The task: Count how many of the lines below contain the string "roof", where case matters. Reply with the number only.
#### Exercise materials
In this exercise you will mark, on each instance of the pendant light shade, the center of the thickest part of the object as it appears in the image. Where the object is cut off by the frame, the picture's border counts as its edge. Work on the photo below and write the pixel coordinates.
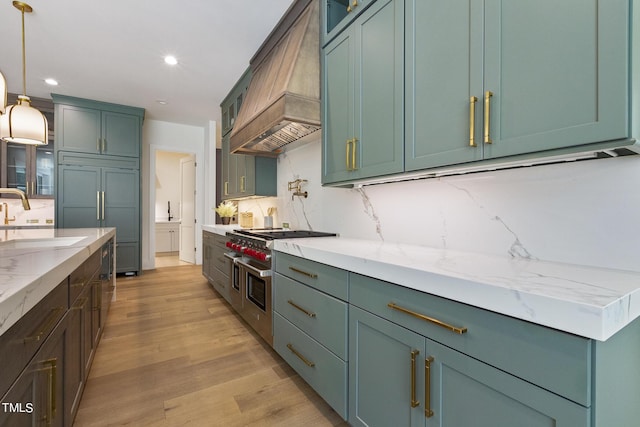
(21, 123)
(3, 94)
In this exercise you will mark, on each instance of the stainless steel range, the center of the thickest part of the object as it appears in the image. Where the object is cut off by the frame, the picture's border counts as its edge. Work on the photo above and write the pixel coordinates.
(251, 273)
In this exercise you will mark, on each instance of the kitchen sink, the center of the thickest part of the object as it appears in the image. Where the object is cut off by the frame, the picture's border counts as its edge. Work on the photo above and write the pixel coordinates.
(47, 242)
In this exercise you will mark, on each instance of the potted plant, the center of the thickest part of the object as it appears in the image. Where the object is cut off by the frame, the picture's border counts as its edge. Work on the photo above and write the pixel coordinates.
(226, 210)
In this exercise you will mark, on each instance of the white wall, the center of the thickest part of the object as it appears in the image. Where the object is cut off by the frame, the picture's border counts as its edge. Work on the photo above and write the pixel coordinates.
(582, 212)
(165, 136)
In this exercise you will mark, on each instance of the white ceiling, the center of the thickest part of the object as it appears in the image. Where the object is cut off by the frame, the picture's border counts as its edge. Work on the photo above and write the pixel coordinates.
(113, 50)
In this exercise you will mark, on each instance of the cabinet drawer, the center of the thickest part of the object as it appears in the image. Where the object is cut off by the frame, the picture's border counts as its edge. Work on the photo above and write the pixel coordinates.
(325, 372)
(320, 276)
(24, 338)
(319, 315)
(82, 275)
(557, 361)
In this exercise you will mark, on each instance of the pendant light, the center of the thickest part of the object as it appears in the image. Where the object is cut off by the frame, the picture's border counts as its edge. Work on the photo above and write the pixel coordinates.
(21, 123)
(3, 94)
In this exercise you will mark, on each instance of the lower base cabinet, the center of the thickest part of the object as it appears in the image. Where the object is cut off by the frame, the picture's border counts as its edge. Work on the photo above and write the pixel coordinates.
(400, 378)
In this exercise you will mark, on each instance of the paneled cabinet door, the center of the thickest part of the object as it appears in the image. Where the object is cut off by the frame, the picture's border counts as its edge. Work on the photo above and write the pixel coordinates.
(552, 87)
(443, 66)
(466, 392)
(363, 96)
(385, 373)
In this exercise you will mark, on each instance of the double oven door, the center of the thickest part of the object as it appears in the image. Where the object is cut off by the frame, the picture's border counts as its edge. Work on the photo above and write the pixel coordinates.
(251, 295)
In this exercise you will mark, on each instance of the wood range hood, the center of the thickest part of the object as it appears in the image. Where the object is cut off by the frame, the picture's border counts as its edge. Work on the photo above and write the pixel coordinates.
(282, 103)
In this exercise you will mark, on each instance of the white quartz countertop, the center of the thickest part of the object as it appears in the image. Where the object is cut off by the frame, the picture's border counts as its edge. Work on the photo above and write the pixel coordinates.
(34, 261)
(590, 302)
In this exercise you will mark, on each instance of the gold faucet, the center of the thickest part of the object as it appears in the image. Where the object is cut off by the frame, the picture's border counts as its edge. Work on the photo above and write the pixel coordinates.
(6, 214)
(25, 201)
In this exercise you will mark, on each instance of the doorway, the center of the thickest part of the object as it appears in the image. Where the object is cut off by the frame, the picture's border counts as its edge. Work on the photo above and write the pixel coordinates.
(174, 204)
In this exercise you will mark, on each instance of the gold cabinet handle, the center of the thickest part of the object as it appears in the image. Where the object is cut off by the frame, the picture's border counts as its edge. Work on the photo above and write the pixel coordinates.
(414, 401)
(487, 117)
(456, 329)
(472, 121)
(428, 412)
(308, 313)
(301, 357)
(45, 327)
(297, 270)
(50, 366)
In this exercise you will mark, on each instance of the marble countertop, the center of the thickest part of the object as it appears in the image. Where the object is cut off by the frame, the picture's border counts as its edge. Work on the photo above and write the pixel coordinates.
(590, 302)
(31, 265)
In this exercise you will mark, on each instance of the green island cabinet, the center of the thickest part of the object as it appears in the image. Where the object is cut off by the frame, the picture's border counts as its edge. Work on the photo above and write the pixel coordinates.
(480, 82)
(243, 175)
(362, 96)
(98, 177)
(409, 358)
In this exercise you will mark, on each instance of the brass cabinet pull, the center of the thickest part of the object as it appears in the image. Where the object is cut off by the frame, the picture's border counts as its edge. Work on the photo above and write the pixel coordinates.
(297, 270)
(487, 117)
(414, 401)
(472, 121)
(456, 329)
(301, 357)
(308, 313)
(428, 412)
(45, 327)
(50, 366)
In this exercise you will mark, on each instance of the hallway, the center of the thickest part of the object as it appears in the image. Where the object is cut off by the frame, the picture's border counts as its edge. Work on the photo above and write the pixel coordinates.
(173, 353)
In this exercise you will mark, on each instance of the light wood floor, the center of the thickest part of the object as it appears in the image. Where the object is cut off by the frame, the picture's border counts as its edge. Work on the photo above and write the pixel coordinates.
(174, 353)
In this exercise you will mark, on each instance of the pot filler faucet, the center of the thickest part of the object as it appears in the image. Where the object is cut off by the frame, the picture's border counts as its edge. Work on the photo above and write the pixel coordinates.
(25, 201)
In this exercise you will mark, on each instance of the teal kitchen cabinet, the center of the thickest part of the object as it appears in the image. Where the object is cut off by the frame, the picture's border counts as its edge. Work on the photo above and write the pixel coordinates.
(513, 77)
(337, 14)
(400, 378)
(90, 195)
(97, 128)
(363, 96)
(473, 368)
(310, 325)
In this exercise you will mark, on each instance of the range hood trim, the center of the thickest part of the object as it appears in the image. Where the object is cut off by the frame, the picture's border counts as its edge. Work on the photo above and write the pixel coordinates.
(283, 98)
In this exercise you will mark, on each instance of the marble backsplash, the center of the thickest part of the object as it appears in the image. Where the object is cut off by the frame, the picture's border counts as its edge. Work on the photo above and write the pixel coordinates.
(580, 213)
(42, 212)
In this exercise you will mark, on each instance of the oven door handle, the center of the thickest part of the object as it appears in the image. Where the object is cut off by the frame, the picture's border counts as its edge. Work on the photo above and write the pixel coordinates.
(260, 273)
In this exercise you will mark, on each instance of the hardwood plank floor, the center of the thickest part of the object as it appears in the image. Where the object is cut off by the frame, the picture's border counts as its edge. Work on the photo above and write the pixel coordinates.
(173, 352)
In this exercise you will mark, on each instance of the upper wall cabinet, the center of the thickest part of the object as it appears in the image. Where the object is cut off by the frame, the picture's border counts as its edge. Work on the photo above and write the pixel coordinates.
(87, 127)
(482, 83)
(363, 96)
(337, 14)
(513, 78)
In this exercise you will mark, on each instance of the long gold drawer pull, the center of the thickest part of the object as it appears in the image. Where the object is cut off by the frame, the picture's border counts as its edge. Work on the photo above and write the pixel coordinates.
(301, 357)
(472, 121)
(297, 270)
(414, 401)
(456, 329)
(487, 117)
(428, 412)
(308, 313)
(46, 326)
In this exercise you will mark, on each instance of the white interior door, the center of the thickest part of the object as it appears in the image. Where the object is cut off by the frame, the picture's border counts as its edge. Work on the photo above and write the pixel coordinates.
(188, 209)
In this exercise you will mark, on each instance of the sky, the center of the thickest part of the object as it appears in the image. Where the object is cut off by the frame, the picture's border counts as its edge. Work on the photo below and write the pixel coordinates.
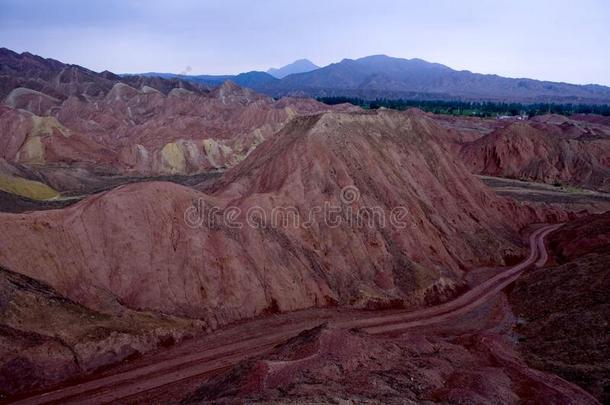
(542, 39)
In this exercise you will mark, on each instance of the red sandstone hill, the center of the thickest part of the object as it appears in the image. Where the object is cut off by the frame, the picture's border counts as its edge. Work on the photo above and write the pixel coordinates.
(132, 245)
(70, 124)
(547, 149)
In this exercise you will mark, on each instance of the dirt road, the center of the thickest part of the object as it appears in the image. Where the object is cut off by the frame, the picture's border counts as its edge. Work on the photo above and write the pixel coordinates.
########
#### Exercise materials
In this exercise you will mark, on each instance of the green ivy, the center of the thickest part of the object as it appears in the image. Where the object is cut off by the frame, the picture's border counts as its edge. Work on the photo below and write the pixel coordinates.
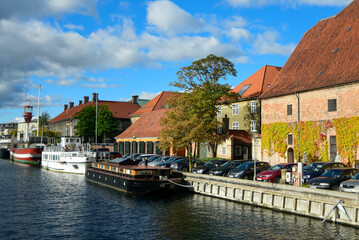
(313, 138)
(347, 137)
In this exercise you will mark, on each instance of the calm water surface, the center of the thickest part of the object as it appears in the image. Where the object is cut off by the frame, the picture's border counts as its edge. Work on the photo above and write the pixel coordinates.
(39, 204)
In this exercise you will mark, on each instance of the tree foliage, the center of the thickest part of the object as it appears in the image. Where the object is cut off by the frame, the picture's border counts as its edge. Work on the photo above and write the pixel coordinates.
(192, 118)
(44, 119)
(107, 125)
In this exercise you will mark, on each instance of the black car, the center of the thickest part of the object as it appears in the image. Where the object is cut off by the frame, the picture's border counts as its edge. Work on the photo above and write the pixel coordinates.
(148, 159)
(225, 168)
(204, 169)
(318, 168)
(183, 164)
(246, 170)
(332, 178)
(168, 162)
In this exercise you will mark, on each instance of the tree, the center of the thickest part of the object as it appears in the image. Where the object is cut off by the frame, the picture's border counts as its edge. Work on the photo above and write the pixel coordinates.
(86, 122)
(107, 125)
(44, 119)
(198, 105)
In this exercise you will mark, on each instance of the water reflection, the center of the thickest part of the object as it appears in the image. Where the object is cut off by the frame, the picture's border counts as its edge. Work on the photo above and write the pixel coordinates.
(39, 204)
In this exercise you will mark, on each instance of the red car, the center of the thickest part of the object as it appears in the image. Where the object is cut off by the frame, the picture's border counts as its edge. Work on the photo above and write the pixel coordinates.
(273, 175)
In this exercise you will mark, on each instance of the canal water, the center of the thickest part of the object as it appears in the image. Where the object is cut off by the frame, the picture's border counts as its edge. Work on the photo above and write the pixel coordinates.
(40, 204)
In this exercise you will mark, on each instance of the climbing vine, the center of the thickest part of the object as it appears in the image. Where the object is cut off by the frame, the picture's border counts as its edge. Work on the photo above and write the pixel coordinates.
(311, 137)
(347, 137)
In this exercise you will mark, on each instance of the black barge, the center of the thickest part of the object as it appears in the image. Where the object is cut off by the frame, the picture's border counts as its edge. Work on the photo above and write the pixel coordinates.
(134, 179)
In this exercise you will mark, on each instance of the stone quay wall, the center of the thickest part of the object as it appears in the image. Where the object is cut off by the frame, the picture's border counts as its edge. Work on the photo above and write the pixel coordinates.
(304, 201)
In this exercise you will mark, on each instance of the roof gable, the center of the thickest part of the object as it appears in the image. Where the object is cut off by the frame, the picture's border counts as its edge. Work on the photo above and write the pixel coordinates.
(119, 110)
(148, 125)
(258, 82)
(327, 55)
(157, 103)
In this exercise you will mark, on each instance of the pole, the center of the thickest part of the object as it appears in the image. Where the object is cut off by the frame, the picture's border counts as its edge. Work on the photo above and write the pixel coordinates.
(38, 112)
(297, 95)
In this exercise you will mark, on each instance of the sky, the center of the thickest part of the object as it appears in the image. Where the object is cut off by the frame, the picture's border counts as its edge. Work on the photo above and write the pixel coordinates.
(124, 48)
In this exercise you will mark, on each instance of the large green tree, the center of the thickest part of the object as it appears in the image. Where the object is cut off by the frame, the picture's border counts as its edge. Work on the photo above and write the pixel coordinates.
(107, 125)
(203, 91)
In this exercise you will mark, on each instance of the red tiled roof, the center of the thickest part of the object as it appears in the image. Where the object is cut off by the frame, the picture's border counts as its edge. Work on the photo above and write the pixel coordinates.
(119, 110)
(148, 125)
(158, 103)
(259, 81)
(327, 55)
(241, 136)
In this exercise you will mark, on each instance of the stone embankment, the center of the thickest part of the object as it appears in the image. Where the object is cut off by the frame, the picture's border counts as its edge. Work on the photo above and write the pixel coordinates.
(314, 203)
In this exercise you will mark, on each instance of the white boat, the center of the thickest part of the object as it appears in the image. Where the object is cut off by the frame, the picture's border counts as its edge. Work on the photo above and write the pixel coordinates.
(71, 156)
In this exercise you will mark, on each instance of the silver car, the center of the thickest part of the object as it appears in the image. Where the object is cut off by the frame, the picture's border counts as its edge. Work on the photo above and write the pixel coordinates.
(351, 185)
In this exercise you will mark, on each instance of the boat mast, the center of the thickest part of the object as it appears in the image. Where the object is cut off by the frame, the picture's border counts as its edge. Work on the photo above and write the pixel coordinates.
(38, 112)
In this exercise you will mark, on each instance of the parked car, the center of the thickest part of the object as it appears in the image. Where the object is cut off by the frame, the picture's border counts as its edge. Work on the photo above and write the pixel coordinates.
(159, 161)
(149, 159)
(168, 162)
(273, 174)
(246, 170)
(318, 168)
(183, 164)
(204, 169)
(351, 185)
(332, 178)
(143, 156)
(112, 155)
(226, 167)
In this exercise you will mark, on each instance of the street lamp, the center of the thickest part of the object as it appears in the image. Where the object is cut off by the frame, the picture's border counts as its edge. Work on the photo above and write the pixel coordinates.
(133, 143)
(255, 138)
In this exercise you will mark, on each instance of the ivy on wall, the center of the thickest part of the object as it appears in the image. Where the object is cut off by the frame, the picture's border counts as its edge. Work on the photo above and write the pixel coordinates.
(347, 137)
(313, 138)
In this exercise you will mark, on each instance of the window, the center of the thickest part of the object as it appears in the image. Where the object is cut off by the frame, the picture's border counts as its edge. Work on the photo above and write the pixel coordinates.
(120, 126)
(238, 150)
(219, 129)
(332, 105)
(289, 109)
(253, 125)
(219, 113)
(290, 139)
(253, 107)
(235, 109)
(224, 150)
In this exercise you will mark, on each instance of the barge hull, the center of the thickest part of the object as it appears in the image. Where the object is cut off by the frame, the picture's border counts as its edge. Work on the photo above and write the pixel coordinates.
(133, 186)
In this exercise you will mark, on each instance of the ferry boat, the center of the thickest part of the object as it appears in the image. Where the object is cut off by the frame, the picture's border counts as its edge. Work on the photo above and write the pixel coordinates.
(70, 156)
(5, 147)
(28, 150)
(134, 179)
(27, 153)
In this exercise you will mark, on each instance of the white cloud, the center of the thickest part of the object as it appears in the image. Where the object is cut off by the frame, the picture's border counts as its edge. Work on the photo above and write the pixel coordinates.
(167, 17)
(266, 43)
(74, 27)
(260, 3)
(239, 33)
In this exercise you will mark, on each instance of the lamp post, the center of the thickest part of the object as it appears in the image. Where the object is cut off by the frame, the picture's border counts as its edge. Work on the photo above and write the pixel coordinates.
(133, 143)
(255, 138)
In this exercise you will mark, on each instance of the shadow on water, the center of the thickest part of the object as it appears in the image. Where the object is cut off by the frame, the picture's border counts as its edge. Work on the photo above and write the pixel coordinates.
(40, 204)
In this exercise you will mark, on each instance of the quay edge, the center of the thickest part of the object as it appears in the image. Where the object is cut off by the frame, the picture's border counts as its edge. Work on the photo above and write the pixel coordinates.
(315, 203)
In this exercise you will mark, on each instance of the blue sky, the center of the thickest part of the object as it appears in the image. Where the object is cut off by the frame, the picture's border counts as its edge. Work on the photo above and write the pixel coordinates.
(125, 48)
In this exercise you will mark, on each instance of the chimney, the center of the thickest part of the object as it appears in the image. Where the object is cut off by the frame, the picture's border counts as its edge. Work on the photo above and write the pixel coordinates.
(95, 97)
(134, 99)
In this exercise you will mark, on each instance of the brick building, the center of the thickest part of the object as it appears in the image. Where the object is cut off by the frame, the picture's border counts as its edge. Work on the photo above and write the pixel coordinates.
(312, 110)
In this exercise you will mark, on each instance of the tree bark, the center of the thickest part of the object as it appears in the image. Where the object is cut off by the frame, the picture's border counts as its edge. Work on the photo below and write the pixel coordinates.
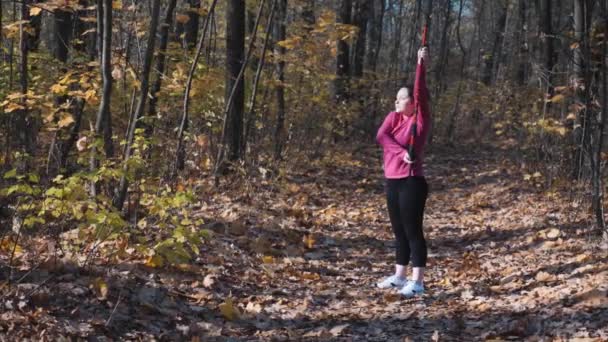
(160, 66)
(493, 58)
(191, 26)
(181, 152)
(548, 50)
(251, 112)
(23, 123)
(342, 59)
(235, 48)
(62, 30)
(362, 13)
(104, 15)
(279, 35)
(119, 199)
########
Result for this task: 2